| Task objective |
Return each line from the listing below that includes the word "woman".

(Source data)
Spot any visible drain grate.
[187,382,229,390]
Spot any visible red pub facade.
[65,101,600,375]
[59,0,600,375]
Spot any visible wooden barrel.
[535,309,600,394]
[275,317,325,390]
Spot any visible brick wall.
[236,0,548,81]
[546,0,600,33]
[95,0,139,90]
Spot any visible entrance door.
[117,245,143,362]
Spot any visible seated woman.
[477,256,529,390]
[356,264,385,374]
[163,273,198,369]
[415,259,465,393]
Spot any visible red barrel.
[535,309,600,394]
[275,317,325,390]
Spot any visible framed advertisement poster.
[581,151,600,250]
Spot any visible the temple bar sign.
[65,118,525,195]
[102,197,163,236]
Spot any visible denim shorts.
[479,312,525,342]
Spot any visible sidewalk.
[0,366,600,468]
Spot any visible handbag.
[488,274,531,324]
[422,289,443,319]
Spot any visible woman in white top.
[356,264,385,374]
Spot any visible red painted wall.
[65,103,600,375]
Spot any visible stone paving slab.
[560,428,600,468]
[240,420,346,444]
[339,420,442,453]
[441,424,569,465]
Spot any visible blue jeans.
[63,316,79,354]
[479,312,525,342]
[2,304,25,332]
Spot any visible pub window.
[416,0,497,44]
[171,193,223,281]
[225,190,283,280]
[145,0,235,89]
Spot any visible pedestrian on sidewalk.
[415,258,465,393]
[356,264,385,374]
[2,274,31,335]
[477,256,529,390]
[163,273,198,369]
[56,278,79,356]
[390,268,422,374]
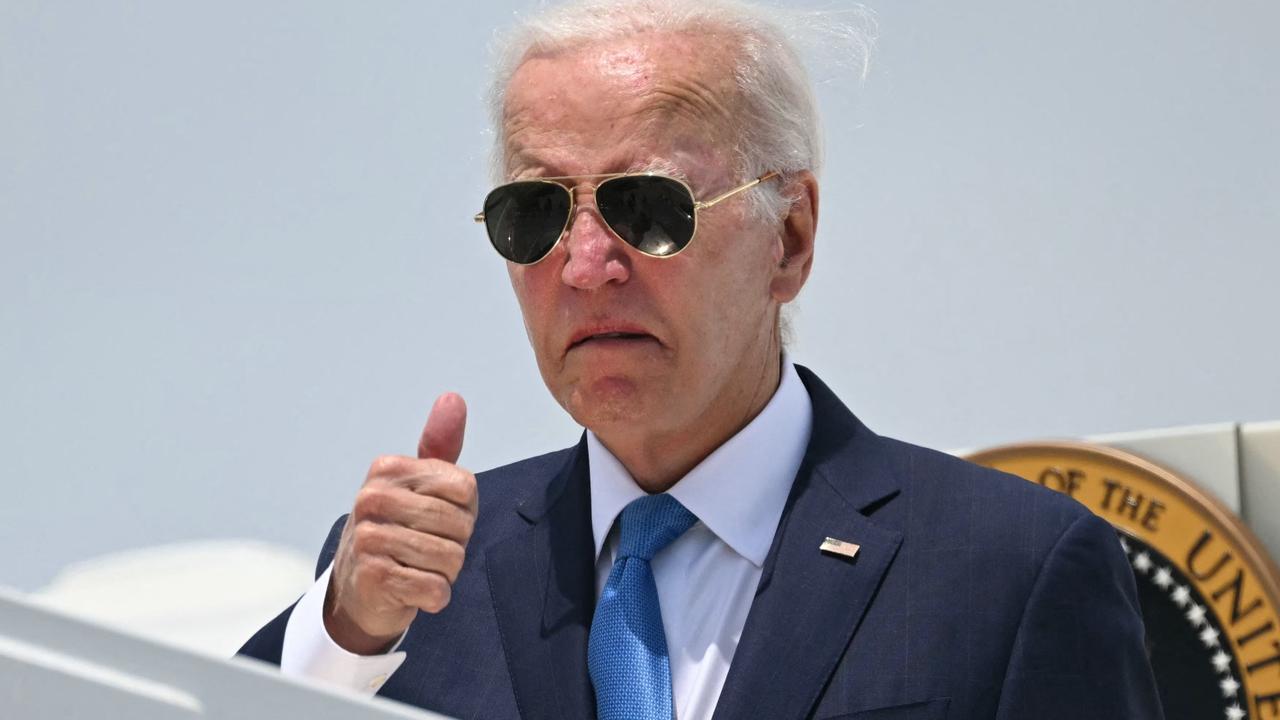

| Written answer |
Spot any visible seated woman.
Spot any visible woman in white top.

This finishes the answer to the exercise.